#### WORK REQUIRED:
Extract the complete data exactly as given.
****************
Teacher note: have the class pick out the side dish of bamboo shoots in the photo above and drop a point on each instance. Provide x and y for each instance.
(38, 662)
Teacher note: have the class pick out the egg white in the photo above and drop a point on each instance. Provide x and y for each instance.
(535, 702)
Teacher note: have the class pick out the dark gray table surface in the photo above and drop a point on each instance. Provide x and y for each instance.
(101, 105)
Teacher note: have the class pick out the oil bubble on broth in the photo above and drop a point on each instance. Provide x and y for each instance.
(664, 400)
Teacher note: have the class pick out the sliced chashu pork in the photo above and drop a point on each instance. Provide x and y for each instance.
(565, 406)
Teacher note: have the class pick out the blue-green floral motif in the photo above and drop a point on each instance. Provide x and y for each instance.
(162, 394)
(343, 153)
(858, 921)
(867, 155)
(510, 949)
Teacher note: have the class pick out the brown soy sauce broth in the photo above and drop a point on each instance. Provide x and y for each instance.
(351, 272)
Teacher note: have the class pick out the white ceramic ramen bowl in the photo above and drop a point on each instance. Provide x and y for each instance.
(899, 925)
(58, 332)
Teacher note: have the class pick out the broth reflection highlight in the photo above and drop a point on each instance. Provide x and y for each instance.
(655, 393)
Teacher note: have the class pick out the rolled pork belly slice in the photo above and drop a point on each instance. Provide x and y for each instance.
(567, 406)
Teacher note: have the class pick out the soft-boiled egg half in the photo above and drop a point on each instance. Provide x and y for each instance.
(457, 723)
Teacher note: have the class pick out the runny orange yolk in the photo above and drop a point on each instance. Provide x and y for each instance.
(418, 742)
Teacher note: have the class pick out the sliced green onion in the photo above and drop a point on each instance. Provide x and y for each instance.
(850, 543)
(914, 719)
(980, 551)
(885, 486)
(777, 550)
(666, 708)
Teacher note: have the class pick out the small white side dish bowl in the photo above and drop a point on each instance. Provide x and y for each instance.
****************
#### SOLUTION:
Teacher note: have the class pick out the side dish of bamboo shoots in the photo above and drop a point on each instance. Provide x and y for each instance.
(38, 662)
Teacher note: have the class pick out the egg white in the photo above and drop a point on each instance. Provide x and y for each instance.
(535, 702)
Teacher note: have the class pick out the dark gray table surface in the photo above and drop a point on each instance. Provide x and y for each instance.
(101, 105)
Teacher note: have the class pick out the oil bubble on broth in the photo above and drop a point on each instance. Provide x and y for each instance.
(664, 400)
Teacher note: have the class pick out the sliced chashu pork in the photo above and drop a point on each instance. Provide x and y for each instance.
(565, 406)
Teacher note: have the class pick out the blue-green floral motif in the photo above and drop a point on each instance. Provide x and y for each instance.
(162, 394)
(343, 153)
(858, 921)
(867, 155)
(510, 949)
Teacher note: have the class pick out the brown soy sauce broth in the photo above and drop a point on each instance. Provide x and y for each instance.
(351, 272)
Teacher note: have the class pick out the white ceramic ramen bowl in the photo above and drop a point on each instance. Provide x and y for each instance.
(899, 925)
(58, 332)
Teacher note: have the class pick out the broth reflection highlight in the photo above and drop a point on each instance. Provide x and y for each instance.
(655, 393)
Teacher note: have the class pick out the rolled pork belly slice in the photo above and drop a point on each instance. Provide x and y for each instance.
(567, 406)
Teacher note: have the class pick out the soft-boiled egg half in the photo above and drop a point on each instance. Provide x and y for each instance.
(457, 723)
Teacher note: have the class pick out the runny orange yolk in the photo above and drop a point on each instance. Provide x and y for each instance.
(418, 742)
Teacher note: have the class pick out the sliced green onion in the photo above and drop a point on each instance. Provide x and y for each instance.
(850, 543)
(914, 719)
(980, 551)
(885, 486)
(777, 550)
(666, 708)
Teacher note: have the class pick out the small white side dish bowl in the photo above and drop a point on each instance. Provide x and y for each instance.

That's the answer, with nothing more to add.